**TASK TO CARRY OUT**
Pull out each line of the material below that contains the word "negative".

(Stored records)
---*---

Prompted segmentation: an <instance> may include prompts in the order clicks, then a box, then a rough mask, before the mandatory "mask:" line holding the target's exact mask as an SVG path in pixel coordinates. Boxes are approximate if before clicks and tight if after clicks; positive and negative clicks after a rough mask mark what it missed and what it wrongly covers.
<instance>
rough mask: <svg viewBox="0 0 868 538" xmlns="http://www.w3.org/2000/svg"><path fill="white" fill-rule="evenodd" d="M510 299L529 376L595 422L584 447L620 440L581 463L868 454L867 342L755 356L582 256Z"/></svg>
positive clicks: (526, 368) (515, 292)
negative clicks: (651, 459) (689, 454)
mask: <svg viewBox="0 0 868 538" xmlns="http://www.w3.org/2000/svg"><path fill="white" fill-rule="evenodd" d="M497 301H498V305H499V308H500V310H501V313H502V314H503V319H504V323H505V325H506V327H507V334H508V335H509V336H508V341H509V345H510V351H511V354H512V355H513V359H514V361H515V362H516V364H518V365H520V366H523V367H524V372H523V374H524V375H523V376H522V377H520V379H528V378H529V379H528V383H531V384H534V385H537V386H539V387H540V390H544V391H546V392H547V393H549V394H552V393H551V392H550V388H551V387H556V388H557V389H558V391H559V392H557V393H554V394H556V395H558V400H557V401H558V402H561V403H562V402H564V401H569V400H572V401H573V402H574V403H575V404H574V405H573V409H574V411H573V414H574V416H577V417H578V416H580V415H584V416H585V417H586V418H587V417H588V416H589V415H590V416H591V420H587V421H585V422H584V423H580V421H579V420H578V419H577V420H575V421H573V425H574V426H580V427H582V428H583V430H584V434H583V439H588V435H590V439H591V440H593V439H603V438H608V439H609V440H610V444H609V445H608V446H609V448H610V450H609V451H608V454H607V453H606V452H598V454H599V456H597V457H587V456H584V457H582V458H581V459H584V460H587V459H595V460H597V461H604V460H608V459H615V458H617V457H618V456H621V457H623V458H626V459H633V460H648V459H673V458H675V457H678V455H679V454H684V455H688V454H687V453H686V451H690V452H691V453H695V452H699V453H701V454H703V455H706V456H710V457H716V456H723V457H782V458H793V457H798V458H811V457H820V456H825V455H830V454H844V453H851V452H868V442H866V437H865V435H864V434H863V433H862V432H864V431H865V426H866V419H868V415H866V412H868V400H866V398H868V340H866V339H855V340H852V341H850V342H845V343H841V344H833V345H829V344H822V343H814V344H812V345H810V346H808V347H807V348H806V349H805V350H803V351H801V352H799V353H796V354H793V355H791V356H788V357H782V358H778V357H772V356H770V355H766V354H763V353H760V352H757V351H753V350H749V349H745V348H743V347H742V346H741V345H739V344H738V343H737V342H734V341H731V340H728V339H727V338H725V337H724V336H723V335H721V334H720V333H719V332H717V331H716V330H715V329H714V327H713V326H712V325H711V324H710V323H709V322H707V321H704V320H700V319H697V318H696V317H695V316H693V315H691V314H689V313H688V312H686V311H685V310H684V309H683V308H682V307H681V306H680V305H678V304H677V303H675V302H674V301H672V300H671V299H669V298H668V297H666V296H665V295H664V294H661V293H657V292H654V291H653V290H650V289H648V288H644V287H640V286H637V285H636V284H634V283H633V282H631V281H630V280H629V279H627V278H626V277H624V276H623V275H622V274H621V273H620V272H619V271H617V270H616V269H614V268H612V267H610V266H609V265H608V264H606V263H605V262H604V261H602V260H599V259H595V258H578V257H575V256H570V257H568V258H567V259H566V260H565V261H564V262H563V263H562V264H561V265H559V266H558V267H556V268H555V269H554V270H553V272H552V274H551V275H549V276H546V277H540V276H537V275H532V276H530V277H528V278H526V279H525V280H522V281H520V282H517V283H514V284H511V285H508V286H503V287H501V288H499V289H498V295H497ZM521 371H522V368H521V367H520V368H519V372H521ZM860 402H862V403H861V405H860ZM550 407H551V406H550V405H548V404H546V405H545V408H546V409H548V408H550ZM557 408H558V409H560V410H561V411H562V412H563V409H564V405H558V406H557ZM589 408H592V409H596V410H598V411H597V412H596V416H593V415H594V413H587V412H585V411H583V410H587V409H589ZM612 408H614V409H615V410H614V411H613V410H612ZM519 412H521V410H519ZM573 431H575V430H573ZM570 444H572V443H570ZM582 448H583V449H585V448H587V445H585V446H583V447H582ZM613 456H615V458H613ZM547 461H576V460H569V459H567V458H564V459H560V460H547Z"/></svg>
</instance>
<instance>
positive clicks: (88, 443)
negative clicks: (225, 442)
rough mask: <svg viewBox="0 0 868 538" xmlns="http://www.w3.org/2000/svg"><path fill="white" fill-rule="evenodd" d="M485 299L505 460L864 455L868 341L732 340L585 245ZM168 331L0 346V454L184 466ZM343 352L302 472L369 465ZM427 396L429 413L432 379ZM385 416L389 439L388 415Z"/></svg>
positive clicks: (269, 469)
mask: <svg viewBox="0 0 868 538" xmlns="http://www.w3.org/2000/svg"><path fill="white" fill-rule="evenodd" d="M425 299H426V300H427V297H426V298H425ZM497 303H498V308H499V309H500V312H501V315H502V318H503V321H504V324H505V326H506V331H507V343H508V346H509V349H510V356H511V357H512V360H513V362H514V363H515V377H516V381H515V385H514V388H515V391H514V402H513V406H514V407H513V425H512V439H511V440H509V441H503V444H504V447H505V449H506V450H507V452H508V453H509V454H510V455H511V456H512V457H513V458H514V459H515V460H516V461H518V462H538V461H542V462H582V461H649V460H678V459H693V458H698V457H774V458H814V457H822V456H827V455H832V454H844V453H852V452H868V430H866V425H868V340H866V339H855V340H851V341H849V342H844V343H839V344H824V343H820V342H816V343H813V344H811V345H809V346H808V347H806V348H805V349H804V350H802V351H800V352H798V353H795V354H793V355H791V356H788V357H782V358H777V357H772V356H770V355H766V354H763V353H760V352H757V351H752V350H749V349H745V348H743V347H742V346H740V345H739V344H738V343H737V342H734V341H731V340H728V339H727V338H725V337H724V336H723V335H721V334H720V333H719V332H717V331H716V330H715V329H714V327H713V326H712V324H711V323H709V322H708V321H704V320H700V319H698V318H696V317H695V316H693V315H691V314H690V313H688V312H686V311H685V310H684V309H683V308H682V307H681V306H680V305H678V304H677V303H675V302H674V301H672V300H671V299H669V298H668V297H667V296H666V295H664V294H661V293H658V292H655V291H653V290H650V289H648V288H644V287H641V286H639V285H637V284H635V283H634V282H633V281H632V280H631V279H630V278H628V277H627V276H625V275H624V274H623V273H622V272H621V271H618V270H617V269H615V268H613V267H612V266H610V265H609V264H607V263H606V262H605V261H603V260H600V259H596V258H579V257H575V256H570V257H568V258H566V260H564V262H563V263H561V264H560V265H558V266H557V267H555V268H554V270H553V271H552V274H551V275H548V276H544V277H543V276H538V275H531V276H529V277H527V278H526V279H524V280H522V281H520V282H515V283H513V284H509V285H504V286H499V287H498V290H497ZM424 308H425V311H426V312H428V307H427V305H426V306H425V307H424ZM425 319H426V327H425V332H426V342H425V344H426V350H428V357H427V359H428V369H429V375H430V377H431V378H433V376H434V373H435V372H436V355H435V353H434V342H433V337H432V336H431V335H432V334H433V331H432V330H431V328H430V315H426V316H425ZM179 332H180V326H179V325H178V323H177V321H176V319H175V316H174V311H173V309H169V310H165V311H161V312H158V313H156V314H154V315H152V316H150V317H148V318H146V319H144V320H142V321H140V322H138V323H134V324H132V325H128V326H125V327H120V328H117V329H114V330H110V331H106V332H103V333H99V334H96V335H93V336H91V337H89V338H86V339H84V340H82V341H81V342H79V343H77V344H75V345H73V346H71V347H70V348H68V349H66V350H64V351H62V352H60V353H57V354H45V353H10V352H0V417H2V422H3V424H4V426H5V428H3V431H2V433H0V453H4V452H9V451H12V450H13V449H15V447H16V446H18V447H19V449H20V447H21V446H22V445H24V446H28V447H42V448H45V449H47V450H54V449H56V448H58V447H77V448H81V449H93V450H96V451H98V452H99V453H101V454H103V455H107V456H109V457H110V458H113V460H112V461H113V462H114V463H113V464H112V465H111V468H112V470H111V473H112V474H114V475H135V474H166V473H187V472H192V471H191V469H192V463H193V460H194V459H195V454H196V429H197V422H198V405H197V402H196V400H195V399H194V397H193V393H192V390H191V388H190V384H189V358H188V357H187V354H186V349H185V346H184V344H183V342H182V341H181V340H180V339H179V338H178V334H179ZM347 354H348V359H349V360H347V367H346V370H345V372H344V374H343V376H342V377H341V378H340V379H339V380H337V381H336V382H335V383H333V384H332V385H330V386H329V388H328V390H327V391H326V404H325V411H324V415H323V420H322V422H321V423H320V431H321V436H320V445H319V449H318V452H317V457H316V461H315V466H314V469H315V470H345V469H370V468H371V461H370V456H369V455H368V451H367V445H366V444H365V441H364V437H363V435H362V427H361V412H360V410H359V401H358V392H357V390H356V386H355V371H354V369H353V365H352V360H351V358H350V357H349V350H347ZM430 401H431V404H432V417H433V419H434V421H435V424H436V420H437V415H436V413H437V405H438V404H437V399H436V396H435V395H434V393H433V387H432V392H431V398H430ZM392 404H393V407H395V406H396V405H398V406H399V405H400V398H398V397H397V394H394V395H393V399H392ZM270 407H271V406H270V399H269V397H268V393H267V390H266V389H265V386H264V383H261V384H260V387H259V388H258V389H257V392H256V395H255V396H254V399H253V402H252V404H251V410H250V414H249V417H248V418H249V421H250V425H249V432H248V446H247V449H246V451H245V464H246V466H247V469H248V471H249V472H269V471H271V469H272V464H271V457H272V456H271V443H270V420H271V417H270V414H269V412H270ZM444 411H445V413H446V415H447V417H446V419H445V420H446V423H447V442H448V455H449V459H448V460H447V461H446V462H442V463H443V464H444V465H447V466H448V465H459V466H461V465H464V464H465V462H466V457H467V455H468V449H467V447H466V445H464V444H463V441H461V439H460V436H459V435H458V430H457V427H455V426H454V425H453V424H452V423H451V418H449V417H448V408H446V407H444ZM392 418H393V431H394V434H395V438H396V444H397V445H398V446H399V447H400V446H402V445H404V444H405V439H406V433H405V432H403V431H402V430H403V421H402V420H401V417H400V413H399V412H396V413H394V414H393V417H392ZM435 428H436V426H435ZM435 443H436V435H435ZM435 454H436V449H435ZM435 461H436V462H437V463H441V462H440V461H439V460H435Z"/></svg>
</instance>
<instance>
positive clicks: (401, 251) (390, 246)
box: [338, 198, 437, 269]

---*---

**ANSWER FOR THIS EXERCISE**
Prompted segmentation: an <instance> may include prompts in the order clicks, then a box, then a rough mask, before the mandatory "mask:" line holding the target's exact mask as an SVG path in pixel coordinates. Boxes are approximate if before clicks and tight if after clicks; positive and negative clicks after a rough mask mark what it missed and what it wrongly covers.
negative clicks: (651, 459) (689, 454)
negative clicks: (225, 442)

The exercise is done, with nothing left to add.